Directions:
What is needed is an exact copy of every line from the one with "crowd in the photo above." to the end of the entries below, without the pictures.

▬▬▬

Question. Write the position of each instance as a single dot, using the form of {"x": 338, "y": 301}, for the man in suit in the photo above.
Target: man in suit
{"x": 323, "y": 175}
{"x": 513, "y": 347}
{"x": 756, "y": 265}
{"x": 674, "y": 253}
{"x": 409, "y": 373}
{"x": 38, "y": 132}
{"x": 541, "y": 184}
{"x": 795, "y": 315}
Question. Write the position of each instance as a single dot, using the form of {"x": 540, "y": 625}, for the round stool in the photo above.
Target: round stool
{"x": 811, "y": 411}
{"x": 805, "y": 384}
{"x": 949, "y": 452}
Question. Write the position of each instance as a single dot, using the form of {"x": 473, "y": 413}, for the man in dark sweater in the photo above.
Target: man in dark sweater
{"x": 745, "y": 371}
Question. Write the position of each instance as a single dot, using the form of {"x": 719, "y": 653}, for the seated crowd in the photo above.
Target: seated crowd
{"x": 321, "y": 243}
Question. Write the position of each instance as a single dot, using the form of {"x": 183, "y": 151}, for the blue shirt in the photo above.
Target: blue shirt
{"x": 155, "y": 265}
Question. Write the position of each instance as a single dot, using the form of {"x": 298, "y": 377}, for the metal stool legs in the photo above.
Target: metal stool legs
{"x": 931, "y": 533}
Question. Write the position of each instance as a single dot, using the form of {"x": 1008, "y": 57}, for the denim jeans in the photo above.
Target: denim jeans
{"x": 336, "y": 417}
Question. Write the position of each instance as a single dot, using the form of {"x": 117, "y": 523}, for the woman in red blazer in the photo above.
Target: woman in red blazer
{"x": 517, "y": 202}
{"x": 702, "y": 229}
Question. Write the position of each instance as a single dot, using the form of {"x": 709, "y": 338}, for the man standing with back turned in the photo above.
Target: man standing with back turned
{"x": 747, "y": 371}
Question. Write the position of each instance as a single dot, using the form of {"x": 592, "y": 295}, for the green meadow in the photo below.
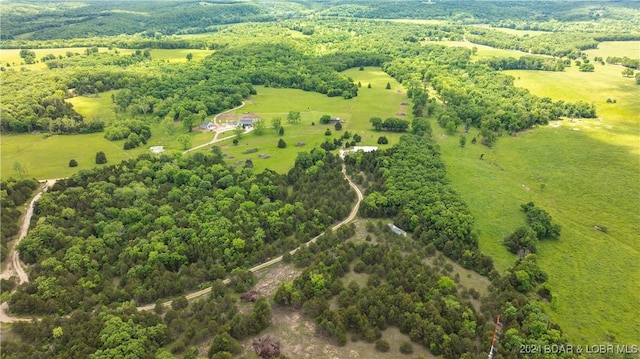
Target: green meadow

▬▬▬

Answer space:
Question. Write the position of each instance as a single dot, using the form of {"x": 719, "y": 653}, for the seated crowd in the photo above.
Target: seated crowd
{"x": 321, "y": 243}
Question. Write the position of each instance as a single dot, using the form of {"x": 183, "y": 151}, for the blue shirt in the photo above.
Target: blue shirt
{"x": 155, "y": 265}
Question. Write the position of each instance as a single dot, using the form of {"x": 298, "y": 377}, for the metal stool legs in the photo above.
Target: metal stool legs
{"x": 931, "y": 533}
Question. Write the position of each instance as a single dot, using the form of {"x": 1008, "y": 57}, for the denim jeans in the photo above.
Target: denim jeans
{"x": 336, "y": 417}
Question. Write the position of each instance as a single dot, using the form of {"x": 117, "y": 523}, for the woman in red blazer in the photo above.
Target: woman in red blazer
{"x": 517, "y": 202}
{"x": 702, "y": 229}
Question. Write the position of each instance as a single dot, using the form of {"x": 709, "y": 338}, for the man standing with back turned in the photo above.
Target: man standing with back turned
{"x": 747, "y": 371}
Question. Write the position of each instance as a single dot, using the form of {"x": 592, "y": 295}, for the green meadow in the photo below.
Target: green meadow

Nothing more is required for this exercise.